GOAL: Can you output, word for word, the part of the lines below that opens with the line containing "segment pale sky" and closes with the final line, including both?
╔══
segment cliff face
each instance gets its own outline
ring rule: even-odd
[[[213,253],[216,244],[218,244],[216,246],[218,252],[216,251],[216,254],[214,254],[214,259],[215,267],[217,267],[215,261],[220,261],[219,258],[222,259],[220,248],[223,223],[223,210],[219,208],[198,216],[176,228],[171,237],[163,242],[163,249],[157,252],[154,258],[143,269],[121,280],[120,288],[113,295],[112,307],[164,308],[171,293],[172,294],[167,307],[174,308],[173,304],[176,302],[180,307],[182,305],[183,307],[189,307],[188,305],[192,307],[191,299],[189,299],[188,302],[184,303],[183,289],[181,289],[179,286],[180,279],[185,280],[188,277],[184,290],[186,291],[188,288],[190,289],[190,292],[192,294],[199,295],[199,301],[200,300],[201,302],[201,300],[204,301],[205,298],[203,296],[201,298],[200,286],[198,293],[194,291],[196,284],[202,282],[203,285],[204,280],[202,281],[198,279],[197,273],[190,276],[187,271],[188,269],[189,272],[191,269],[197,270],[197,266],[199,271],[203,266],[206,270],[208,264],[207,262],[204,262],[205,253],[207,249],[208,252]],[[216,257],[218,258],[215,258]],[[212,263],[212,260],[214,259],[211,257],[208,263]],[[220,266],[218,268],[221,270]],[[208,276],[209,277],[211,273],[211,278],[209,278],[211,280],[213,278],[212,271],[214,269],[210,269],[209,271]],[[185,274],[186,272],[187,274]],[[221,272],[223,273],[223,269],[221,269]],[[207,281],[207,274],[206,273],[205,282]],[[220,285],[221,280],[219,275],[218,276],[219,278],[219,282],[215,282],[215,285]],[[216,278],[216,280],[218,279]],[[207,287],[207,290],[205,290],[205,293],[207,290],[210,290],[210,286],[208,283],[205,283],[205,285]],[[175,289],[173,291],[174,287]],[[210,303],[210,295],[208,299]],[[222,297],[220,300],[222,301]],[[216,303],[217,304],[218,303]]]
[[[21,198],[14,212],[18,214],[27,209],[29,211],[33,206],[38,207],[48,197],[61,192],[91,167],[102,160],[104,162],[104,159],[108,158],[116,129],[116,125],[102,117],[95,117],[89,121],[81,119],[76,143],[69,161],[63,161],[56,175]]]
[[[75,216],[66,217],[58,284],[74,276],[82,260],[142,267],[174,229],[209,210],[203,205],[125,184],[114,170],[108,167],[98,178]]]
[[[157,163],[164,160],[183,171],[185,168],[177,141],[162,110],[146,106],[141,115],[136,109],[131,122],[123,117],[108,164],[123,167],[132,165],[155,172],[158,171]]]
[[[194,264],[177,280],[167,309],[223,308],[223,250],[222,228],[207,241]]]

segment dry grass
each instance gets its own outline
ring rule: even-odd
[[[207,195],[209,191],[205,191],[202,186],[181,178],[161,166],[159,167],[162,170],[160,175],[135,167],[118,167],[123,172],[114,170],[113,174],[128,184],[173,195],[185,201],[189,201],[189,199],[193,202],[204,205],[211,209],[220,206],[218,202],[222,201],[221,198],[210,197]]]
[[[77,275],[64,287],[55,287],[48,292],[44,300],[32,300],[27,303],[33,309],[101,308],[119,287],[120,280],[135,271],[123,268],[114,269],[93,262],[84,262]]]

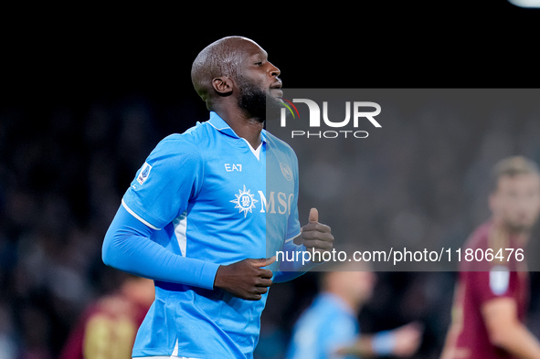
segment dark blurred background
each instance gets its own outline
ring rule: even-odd
[[[503,0],[328,6],[2,6],[0,358],[54,358],[85,306],[118,287],[120,276],[101,259],[102,238],[157,142],[207,119],[190,66],[210,42],[228,35],[254,39],[289,88],[538,87],[539,10]],[[458,171],[451,189],[474,195],[471,178],[483,175],[498,155],[535,157],[540,118],[522,120],[510,133],[505,126],[514,119],[479,119],[476,137],[460,151],[442,147],[448,168]],[[422,118],[408,121],[408,128],[425,125]],[[388,153],[399,148],[386,144]],[[466,163],[458,155],[464,152],[471,153]],[[425,160],[414,159],[418,165]],[[419,174],[404,172],[396,183],[418,184]],[[426,203],[439,189],[425,191]],[[302,206],[316,200],[301,193]],[[396,218],[384,208],[394,200],[386,195],[377,204],[378,219],[388,226]],[[473,219],[486,214],[477,200]],[[415,215],[444,233],[445,219],[461,209],[433,215],[426,206]],[[463,224],[461,233],[475,225]],[[258,358],[282,357],[292,323],[317,291],[317,276],[272,288]],[[379,273],[375,298],[359,317],[362,330],[420,320],[426,333],[416,357],[438,357],[454,280],[454,273]],[[532,280],[538,283],[536,273]],[[530,327],[540,335],[535,287]]]

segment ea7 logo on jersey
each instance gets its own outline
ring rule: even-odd
[[[242,172],[242,164],[225,164],[225,171],[227,172]]]
[[[237,205],[235,208],[238,208],[238,213],[244,212],[244,218],[248,216],[248,211],[251,213],[251,210],[255,208],[255,204],[259,202],[253,198],[254,195],[251,195],[250,189],[246,190],[246,185],[244,185],[244,189],[239,189],[238,194],[235,195],[235,196],[237,198],[230,202]]]
[[[139,183],[139,185],[143,185],[144,181],[146,181],[146,179],[150,175],[151,170],[152,166],[150,164],[148,164],[147,163],[144,163],[144,164],[143,164],[143,168],[141,168],[141,172],[137,176],[137,182]]]

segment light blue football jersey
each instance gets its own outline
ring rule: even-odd
[[[210,112],[155,147],[122,206],[160,229],[153,240],[186,258],[227,265],[274,256],[300,234],[298,164],[292,149],[264,130],[261,142],[253,149]],[[199,287],[155,281],[133,356],[252,358],[268,294],[252,301],[213,290],[217,267],[206,268],[214,269],[197,274]]]
[[[344,359],[335,351],[353,344],[358,333],[353,310],[334,294],[320,294],[295,324],[286,358]]]

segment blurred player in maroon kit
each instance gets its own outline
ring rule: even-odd
[[[540,214],[536,164],[520,156],[497,164],[489,206],[492,218],[472,233],[461,250],[452,322],[441,358],[540,358],[540,343],[524,324],[529,277],[520,254],[526,254]],[[472,249],[472,256],[476,249],[484,254],[491,249],[496,256],[502,248],[503,259],[477,261],[470,256],[472,260],[467,261],[467,248]],[[509,255],[506,248],[514,252]]]
[[[86,310],[66,341],[60,359],[130,359],[154,292],[154,280],[128,275],[117,292]]]

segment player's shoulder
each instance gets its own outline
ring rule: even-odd
[[[469,236],[469,238],[465,242],[463,248],[472,249],[487,248],[492,227],[492,223],[491,221],[484,222],[482,225],[478,226],[472,231],[471,236]]]
[[[280,151],[281,153],[284,153],[290,155],[291,157],[293,157],[296,159],[296,153],[294,152],[294,150],[292,149],[292,147],[291,147],[291,145],[289,143],[287,143],[285,141],[276,137],[275,135],[273,135],[272,133],[269,132],[266,130],[263,130],[262,133],[265,136],[266,142],[270,148],[272,148],[276,151]]]

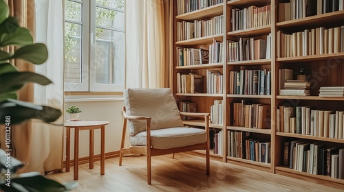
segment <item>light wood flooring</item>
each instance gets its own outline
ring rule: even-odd
[[[79,166],[78,186],[72,191],[344,191],[283,176],[272,174],[229,163],[211,161],[211,175],[206,175],[205,160],[188,154],[152,158],[152,182],[147,184],[146,157],[125,157],[105,161],[105,175],[100,176],[100,161],[94,169]],[[73,180],[70,172],[48,176],[61,182]]]

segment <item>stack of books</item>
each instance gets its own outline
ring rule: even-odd
[[[287,80],[284,88],[281,89],[281,95],[309,96],[310,82],[301,80]]]
[[[319,97],[344,97],[344,86],[321,86]]]

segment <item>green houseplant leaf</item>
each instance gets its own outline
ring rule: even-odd
[[[3,1],[0,1],[0,23],[8,18],[9,12],[6,3]]]
[[[0,76],[0,94],[6,92],[17,91],[28,82],[38,83],[41,85],[47,85],[52,83],[43,75],[28,71],[11,72],[3,73]]]
[[[21,47],[14,52],[12,58],[23,59],[33,64],[42,64],[47,59],[47,49],[43,43]]]

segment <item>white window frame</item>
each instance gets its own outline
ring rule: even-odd
[[[65,82],[65,92],[122,92],[125,90],[125,82],[122,84],[96,84],[96,70],[92,70],[92,60],[96,58],[96,27],[105,29],[111,29],[100,26],[96,26],[96,1],[68,0],[82,5],[82,27],[81,27],[81,82]],[[123,12],[122,10],[111,8],[106,8],[111,10]],[[64,22],[66,21],[64,19]],[[117,30],[116,30],[117,31]],[[124,32],[124,30],[122,30]]]

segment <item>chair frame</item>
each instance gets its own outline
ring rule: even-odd
[[[199,143],[193,145],[185,147],[175,147],[171,149],[154,149],[151,145],[151,117],[143,116],[131,116],[127,115],[126,113],[125,106],[122,108],[122,114],[124,117],[123,121],[123,131],[122,132],[122,141],[120,143],[120,160],[119,165],[122,165],[122,160],[123,154],[140,154],[147,156],[147,183],[151,183],[151,157],[155,156],[170,154],[179,152],[184,152],[192,150],[204,149],[206,149],[206,174],[210,173],[210,156],[209,156],[209,113],[202,112],[180,112],[182,115],[195,117],[204,117],[204,127],[206,132],[206,141],[202,143]],[[127,121],[129,120],[142,120],[146,121],[146,132],[147,132],[147,145],[146,146],[131,146],[129,148],[124,148],[125,141],[125,134],[127,131]]]

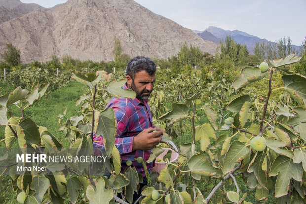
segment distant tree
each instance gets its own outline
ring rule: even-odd
[[[7,51],[2,54],[1,57],[4,62],[11,66],[18,65],[21,63],[20,51],[17,49],[12,44],[6,44]]]
[[[235,65],[245,64],[249,51],[246,45],[237,44],[230,36],[227,36],[225,41],[220,41],[219,53],[216,55],[219,60],[228,61]]]
[[[306,36],[302,44],[301,56],[302,59],[294,65],[295,72],[306,76]]]
[[[279,58],[284,59],[286,56],[295,53],[295,49],[292,46],[290,37],[281,38],[277,41],[277,54]]]
[[[115,67],[119,70],[125,69],[127,63],[131,59],[129,55],[122,53],[120,40],[116,38],[114,39],[114,58]]]

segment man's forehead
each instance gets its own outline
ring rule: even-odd
[[[155,74],[152,75],[150,75],[148,72],[145,70],[141,70],[136,73],[135,76],[135,79],[138,81],[145,80],[152,80],[155,79]]]

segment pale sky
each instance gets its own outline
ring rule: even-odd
╚══
PROBLEM SOLUTION:
segment pale sky
each instance gets its own outline
ring rule: even-odd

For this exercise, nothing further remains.